**PASSAGE SHOWN**.
══════════

NCM ICT Security Principles is a framework for ICT security published and maintained by the Norwegian National Security Authority (NSM). The security principles advise businesses and organisations on how to protect their information systems from unauthorized access, damage or misuse.
The principles focus on technological and organisational measures. Measures concerning physical security and the human perspective are generally not covered. The measures apply to both unintentional and intentional acts, although the main focus is on intentional acts.
In this framework there are 21 security principles with a total of 118 security measures, distributed across four categories: i) identify, ii) protect and maintain, iii) detect and iv) respond and recover.
Below you'll find all of the requirements of this framework. In Cyberday, we map all requirement to global tasks, making multi-compliance management easy. Do it once, and see the progress across all frameworks!
Reduce the risk of targeted manipulation of ICT products in the supply chain. a) Organisations should assess the risk of being exposed to such targeted attacks. b) Ask national resellers/importers to practise discretion and not divulge too much customer information, e.g. names of customers, how the product is used, where the product is being used. c) Protect the integrity of physical products (in consultation with national resellers/importers) at the earliest possible stage in the supplier chain. Products should be checked at every national stage of the chain (including by the customer before deployment) for broken seals and stored so that only a limited number of personnel have physical access. d) Software products should only be downloaded from the provider’s official website (only via https). The organisation should keep all installation software in file folders that only those responsible for software installation have write access to. e) When performing maintenance on ICT products, physical provider access should be regulated and monitored.
Use a secure software development method in order to reduce vulnerabilities in the software. This includes: a) Adequate planning, including the organisation’s needs, legal conditions, ICT security considerations and the need to train personnel. b) Analysis of user needs, including ICT security requirements. c) Design of the software according to requirements. d) Development of the software, including secure coding and testing (see 2.1.6 and 2.1.7). e) Deployment of the software. f) Secure management of the software, including i) planning for performing and distributing security updates, and ii) planning support for newer and more recent security functionality.
Use separate environments for development, test and production so that operational business processes are not affected by errors in development and testing. Also consider zone segmentation as described in measure 2.2.3. Use sensitive production data only in secure development and testing environments.
Implement adequate testing throughout the development process. This will allow one to correct any errors, vulnerabilities and omissions before deployment. a) The measure includes testing to verify that the security functions of the various affected ICT products are interacting seamlessly, cf. principle 2.2 – Establish a secure ICT architecture, as well as unit testing, integration testing, system testing, acceptance testing, pilot testing, Perform penetration tests (principle 3.4) and stress testing. b) Check that only permitted actions are allowed and perform spot checks to ensure that other actions are denied.

══════════

**TASKS TO CARRY OUT**.
[1] Decide whether each statement agrees with the passage on the Norwegian National Security Authority's ICT security principles: (a) the principles generally cover measures for physical security; (b) the framework contains 21 security principles with a total of 118 security measures; (c) software products should be downloaded only from the provider's official website. For each, answer yes or no and quote the words of the passage that decide it.
[2] Rewrite the paragraph of the passage on the Norwegian National Security Authority's ICT security principles that begins "Use separate environments for development" as a bulleted list, keeping its main facts.

**RECORDED DATA**.
══════════

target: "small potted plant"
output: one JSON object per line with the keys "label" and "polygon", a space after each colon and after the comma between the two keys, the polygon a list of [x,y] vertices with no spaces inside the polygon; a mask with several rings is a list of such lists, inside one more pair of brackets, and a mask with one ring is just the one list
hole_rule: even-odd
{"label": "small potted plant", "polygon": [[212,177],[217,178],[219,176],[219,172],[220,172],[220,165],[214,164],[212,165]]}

══════════

**WORKED ANSWERS**.
[1]
(a) No: "Measures concerning physical security and the human perspective are generally not covered."
(b) Yes: "In this framework there are 21 security principles with a total of 118 security measures"
(c) Yes: "Software products should only be downloaded from the provider’s official website (only via https)."

[2]
- Keep development, test and production in separate environments so that errors in development and testing do not affect operational business processes.
- Consider zone segmentation as described in measure 2.2.3.
- Use sensitive production data only in secure development and testing environments.